### TASK OBJECTIVE
Retype, without any change, the line that contains "Segment bare leg." and every line that follows it to the end of the entries, and nothing else.

### SUPPLIED DATA

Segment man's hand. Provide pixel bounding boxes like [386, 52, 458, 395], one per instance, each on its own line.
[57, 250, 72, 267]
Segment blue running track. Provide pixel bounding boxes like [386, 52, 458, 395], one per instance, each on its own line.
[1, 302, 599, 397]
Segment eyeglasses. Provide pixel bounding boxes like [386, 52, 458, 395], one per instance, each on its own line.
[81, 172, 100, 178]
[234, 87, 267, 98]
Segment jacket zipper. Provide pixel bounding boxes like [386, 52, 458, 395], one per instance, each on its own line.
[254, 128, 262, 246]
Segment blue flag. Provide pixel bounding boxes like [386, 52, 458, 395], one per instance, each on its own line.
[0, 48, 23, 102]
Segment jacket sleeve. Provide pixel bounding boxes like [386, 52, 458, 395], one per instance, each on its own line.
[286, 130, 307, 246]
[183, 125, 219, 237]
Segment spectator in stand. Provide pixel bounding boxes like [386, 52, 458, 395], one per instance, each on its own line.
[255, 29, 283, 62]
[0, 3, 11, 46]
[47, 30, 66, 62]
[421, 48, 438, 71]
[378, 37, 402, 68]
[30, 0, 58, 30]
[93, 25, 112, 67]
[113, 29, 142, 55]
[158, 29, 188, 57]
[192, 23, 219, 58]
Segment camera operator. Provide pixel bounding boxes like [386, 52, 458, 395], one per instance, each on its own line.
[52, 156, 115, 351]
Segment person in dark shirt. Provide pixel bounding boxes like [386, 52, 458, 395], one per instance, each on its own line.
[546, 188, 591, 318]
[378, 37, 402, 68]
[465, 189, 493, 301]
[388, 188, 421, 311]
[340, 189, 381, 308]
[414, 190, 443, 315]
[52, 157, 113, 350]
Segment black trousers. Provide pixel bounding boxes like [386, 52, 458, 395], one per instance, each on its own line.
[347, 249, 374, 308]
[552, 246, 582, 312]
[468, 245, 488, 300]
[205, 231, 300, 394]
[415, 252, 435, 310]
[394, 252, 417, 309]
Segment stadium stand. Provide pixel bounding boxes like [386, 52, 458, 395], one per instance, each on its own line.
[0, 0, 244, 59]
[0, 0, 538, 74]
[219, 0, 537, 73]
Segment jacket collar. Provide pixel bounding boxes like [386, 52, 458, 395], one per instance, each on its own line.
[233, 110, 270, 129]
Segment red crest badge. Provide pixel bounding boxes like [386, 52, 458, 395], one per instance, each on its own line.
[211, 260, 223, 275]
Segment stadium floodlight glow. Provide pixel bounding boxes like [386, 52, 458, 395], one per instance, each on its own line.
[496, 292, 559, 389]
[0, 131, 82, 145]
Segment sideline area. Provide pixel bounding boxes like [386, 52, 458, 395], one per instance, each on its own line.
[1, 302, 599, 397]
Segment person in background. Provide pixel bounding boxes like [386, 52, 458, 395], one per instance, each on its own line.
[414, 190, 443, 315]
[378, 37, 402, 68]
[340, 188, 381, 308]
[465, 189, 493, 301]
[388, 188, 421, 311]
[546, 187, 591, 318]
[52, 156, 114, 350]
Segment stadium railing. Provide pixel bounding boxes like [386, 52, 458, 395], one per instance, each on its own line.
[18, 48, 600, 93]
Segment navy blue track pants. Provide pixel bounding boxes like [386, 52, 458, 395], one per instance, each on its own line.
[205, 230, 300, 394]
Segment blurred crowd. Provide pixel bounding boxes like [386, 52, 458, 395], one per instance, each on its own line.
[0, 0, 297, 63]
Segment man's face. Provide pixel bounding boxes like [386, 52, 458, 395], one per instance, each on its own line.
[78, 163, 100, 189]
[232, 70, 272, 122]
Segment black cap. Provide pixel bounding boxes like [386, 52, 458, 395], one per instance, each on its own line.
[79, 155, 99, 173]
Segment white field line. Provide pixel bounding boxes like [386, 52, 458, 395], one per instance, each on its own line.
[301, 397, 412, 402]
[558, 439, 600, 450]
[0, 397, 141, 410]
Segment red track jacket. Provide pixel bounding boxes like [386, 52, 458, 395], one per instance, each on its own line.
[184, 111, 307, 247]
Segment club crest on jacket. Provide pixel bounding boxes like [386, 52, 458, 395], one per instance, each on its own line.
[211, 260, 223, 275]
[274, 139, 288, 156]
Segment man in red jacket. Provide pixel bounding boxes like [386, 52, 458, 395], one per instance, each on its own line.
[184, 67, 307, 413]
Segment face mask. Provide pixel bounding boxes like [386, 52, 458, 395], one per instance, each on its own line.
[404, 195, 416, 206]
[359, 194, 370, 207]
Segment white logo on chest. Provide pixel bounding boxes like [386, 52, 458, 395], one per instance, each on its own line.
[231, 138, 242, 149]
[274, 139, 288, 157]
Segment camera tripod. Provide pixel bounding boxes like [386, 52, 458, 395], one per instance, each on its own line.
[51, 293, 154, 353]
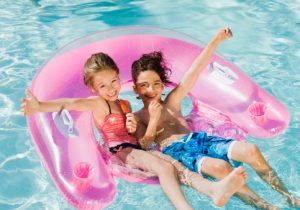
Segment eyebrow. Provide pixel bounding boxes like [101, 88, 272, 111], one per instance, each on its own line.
[95, 82, 105, 86]
[136, 79, 162, 84]
[95, 77, 119, 86]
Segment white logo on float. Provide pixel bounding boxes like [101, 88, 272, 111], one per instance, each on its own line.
[209, 62, 238, 85]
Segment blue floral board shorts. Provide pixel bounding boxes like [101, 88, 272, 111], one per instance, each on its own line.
[162, 132, 242, 173]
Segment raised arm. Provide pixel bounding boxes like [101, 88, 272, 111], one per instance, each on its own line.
[166, 28, 232, 110]
[21, 89, 97, 116]
[134, 101, 162, 149]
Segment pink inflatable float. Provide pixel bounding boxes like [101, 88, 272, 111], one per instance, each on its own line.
[27, 26, 290, 209]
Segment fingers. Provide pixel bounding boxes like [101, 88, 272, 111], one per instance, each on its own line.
[20, 98, 27, 116]
[148, 101, 162, 121]
[126, 121, 136, 133]
[21, 109, 26, 116]
[126, 113, 136, 121]
[217, 27, 232, 40]
[213, 27, 233, 45]
[126, 121, 137, 133]
[21, 106, 26, 116]
[149, 101, 162, 109]
[26, 89, 34, 97]
[21, 88, 34, 116]
[224, 27, 233, 37]
[126, 113, 137, 133]
[21, 101, 26, 109]
[26, 89, 37, 102]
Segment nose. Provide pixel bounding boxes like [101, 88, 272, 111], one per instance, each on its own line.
[146, 85, 154, 93]
[107, 83, 117, 93]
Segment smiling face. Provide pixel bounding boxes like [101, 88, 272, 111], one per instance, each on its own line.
[90, 69, 121, 101]
[134, 70, 164, 105]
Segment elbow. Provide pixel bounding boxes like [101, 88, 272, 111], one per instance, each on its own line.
[139, 141, 151, 150]
[139, 138, 153, 150]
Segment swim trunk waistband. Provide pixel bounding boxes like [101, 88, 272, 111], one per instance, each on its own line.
[160, 133, 192, 150]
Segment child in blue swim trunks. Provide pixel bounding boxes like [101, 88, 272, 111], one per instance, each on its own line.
[132, 27, 300, 209]
[162, 132, 242, 173]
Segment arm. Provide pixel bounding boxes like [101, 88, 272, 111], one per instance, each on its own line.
[134, 101, 162, 149]
[21, 89, 97, 116]
[166, 28, 233, 110]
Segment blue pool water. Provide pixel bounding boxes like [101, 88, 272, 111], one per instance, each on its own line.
[1, 0, 300, 209]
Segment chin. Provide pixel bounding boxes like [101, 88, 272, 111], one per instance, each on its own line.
[147, 97, 160, 103]
[106, 92, 120, 101]
[106, 96, 118, 101]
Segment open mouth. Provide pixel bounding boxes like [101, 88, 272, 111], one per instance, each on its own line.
[108, 92, 118, 98]
[146, 95, 156, 99]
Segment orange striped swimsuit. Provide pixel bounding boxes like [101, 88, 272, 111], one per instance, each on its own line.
[95, 100, 142, 153]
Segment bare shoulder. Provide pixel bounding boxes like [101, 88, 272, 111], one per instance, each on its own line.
[90, 97, 110, 122]
[87, 96, 105, 102]
[85, 96, 106, 109]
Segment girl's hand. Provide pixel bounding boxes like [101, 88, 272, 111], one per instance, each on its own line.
[213, 27, 233, 45]
[126, 113, 137, 133]
[21, 89, 40, 116]
[148, 101, 162, 123]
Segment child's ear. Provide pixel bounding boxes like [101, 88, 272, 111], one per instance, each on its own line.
[132, 85, 138, 94]
[89, 86, 96, 93]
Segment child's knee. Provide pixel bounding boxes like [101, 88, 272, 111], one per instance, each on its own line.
[205, 161, 232, 178]
[244, 144, 269, 170]
[247, 143, 260, 154]
[115, 148, 131, 162]
[215, 161, 232, 175]
[245, 144, 262, 162]
[159, 160, 176, 174]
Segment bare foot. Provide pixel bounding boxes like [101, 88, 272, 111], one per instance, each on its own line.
[211, 166, 247, 206]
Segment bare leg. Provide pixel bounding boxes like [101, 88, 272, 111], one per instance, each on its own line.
[116, 148, 192, 210]
[150, 150, 246, 207]
[189, 166, 247, 207]
[201, 157, 278, 210]
[230, 142, 300, 207]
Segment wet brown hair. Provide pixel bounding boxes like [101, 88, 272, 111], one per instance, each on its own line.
[83, 52, 119, 87]
[131, 51, 172, 85]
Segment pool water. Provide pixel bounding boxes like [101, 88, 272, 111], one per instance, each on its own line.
[1, 0, 300, 209]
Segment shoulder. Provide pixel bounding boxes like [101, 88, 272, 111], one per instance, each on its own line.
[85, 96, 104, 103]
[85, 96, 106, 109]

### RESPONSE TO THIS EXERCISE
Segment bare leg. Provide pixel bounding boxes like [101, 88, 272, 111], one per instance, each on its own line.
[116, 148, 192, 210]
[150, 150, 246, 207]
[189, 166, 247, 207]
[201, 157, 278, 210]
[230, 142, 300, 207]
Segment wet brown hair. Provide pixel bounding boxes like [101, 88, 272, 111], one per instance, each on its own line.
[83, 52, 119, 87]
[131, 51, 172, 85]
Segment pool water. Provide pixel bounding boxes like [101, 88, 272, 111], one per instance, each on its own line.
[1, 0, 300, 209]
Segment shoulder. Provide pixel bounding boxes like [101, 88, 272, 111], one per instance, each on its own line.
[85, 96, 104, 103]
[85, 96, 106, 109]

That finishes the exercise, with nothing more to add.